◆ ABOUT THIS TASK: Please copy out each line of the entries in which "picture" appears.
━━ MATERIAL PROVIDED
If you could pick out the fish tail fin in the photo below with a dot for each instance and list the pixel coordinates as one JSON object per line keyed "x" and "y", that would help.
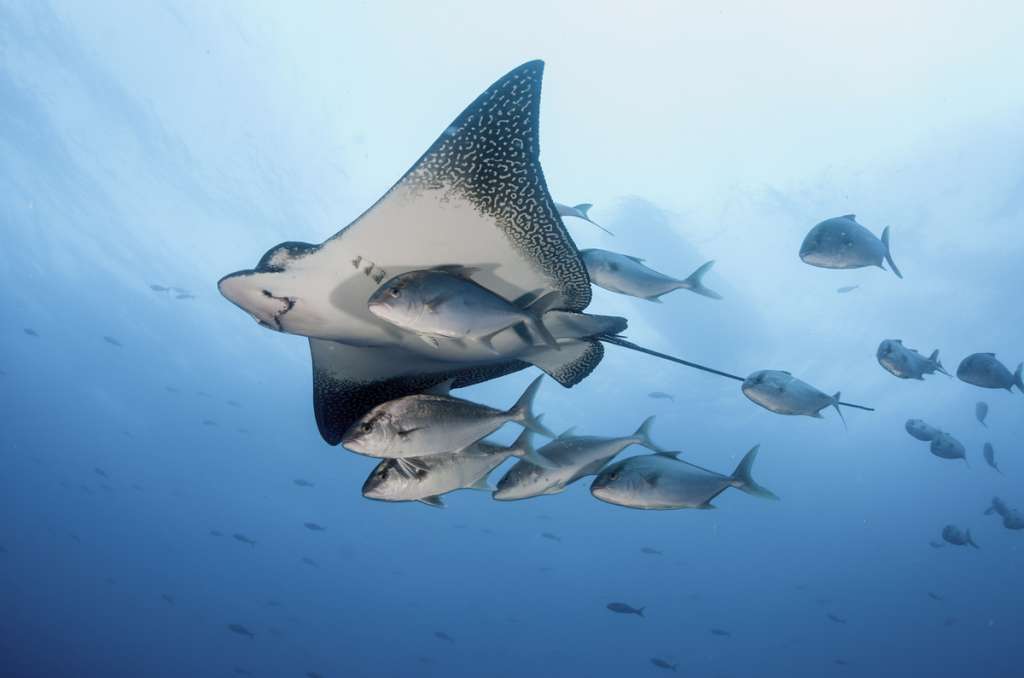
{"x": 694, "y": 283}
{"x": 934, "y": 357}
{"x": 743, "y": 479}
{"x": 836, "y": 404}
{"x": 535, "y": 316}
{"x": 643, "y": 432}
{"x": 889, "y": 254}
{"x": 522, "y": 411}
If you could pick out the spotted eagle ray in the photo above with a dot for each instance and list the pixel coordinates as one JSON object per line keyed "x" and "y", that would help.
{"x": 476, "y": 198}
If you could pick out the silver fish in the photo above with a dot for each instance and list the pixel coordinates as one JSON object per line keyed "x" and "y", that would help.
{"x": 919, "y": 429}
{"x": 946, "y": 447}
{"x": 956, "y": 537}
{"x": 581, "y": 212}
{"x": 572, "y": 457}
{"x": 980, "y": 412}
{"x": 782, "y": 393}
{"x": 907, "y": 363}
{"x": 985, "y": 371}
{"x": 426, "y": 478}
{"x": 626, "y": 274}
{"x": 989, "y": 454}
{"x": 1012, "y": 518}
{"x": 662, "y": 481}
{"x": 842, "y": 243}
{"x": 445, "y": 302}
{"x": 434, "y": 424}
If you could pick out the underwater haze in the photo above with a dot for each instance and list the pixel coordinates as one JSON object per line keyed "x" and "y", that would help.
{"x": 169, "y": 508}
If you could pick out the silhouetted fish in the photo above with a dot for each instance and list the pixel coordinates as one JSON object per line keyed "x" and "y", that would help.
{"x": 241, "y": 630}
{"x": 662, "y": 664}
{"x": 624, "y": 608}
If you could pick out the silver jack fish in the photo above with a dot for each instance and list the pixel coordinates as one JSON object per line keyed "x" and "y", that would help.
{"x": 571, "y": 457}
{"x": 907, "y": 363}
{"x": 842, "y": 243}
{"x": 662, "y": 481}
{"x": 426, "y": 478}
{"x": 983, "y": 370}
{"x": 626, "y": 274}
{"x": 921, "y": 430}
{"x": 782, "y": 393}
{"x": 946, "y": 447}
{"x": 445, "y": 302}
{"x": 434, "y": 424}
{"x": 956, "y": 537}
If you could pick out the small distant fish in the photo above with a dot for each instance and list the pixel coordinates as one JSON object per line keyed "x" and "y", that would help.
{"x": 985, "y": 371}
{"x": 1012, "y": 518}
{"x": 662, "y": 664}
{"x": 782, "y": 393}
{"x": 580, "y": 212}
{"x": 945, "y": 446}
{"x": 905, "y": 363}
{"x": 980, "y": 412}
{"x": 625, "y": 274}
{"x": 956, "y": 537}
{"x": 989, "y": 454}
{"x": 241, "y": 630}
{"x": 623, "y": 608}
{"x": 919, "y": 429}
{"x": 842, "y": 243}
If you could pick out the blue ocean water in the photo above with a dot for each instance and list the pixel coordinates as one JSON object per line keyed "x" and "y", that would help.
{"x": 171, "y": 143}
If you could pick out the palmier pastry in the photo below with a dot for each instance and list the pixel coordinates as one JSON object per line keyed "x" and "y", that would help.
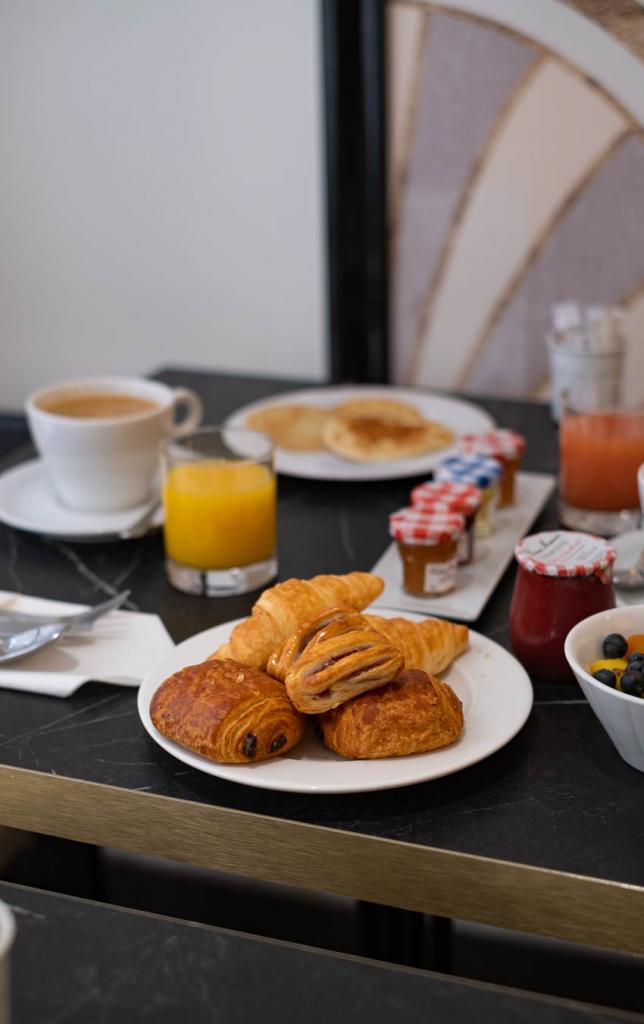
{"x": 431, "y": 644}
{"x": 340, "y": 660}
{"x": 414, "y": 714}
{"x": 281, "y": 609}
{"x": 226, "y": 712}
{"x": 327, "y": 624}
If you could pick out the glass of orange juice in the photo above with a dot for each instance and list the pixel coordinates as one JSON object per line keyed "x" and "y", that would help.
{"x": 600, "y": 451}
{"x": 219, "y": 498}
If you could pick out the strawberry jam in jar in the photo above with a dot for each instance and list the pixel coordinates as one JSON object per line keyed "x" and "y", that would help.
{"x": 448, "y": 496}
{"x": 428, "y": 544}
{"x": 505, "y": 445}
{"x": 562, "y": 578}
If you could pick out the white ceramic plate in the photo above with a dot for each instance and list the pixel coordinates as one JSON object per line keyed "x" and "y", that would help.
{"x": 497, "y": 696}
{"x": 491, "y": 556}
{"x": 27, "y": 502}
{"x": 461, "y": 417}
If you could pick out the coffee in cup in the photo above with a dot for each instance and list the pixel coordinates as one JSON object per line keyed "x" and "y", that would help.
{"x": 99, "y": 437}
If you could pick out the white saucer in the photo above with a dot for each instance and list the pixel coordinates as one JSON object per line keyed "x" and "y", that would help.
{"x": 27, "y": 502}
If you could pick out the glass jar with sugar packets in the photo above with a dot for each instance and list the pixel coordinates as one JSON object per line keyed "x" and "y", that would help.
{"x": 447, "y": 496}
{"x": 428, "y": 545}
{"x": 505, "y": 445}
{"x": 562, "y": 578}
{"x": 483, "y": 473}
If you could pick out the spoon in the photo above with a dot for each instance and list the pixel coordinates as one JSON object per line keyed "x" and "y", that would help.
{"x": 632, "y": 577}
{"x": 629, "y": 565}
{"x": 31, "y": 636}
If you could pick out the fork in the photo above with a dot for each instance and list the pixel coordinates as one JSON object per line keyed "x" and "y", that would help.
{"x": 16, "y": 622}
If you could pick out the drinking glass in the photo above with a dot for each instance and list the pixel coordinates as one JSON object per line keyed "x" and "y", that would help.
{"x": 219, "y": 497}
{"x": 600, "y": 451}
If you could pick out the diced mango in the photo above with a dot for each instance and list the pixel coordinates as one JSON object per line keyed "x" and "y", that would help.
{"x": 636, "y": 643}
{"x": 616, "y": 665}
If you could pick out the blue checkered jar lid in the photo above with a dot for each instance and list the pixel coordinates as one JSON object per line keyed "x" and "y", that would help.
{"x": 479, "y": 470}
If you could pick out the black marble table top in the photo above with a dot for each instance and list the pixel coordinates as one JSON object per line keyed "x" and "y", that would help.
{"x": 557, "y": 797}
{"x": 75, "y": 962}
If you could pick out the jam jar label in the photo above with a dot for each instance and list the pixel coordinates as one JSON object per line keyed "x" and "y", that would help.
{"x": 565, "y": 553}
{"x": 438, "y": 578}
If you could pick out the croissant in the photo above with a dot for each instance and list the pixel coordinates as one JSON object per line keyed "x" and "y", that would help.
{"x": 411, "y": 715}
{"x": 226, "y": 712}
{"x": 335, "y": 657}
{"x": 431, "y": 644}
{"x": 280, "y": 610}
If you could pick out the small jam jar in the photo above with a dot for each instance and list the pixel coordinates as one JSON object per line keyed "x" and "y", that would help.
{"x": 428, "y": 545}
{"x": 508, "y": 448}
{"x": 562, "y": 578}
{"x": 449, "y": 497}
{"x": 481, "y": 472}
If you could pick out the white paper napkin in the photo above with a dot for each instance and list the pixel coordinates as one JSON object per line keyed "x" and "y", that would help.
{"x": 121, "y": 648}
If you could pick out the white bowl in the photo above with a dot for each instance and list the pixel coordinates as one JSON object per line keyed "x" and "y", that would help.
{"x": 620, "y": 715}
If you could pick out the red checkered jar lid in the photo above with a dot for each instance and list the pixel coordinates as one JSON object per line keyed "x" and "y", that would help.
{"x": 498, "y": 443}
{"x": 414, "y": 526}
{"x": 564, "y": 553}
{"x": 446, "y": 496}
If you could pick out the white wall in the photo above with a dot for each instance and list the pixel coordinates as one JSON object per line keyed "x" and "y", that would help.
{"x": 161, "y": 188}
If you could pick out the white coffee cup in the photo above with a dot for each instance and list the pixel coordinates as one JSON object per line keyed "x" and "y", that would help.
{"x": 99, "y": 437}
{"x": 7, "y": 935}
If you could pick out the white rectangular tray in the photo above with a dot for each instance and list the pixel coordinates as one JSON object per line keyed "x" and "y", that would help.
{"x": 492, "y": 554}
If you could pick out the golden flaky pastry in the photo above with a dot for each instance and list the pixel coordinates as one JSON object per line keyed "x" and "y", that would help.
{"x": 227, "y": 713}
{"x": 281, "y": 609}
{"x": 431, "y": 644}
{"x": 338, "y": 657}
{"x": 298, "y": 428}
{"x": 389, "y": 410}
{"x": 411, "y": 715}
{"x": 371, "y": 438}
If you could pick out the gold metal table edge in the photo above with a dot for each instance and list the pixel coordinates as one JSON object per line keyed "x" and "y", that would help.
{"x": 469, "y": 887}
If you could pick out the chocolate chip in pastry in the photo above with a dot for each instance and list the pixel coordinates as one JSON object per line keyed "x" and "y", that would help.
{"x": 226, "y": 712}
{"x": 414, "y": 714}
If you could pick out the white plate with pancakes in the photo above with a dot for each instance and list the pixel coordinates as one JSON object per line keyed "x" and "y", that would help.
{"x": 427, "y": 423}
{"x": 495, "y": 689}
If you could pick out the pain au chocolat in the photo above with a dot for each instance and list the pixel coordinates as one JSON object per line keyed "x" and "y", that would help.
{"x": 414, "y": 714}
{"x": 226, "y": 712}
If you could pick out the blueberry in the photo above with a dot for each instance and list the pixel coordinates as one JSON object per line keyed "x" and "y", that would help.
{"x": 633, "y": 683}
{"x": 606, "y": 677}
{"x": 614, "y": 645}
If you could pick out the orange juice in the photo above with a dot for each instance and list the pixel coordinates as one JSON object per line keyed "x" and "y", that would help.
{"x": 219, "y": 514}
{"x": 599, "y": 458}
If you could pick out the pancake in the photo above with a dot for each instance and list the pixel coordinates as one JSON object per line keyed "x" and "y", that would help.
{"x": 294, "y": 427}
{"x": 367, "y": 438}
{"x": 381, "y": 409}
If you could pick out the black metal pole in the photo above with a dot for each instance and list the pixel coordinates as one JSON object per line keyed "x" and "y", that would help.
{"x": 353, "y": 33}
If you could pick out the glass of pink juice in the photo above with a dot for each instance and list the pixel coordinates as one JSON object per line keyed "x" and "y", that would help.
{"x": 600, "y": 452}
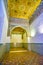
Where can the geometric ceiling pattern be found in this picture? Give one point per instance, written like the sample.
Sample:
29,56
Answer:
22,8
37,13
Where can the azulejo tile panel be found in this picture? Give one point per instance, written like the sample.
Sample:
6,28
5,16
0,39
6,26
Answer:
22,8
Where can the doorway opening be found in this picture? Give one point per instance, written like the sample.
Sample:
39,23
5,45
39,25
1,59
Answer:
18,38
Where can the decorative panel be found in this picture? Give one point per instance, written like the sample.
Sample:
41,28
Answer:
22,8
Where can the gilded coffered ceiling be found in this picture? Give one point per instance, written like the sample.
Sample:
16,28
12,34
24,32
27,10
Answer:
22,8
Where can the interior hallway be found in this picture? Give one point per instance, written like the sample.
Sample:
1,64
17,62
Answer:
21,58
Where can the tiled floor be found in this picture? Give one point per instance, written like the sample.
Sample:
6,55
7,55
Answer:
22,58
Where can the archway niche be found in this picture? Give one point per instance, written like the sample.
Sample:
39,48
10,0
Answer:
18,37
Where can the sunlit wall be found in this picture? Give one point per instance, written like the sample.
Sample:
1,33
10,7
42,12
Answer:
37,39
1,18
━━━━
◆ EXERCISE ANSWER:
Where can the geometric ceiling pattern be found in this picture? Give one point per instance, written like the sample.
Where can the azulejo tile panel be found in this picture? Give one point per instance, written like the sample.
Where can the doorway opening be found in this picture? Give one point per instance, written like the sample.
Where can the decorative panel be found in this picture? Give one point per instance, written like the sample.
Where can the gilded coffered ceiling be found in this picture? Give one point per instance, written like the sample.
Where can the interior hallway be found in this picture? Give one point per instance, written like the sample.
Where can the tiled floor be found in this picture? Give one point per instance, written like the sample.
Where can the archway niche be found in this picture? Give one point per instance, written like the sample.
Where can the sunlit wall be found in this picture? Give one point per instance, written like the sample.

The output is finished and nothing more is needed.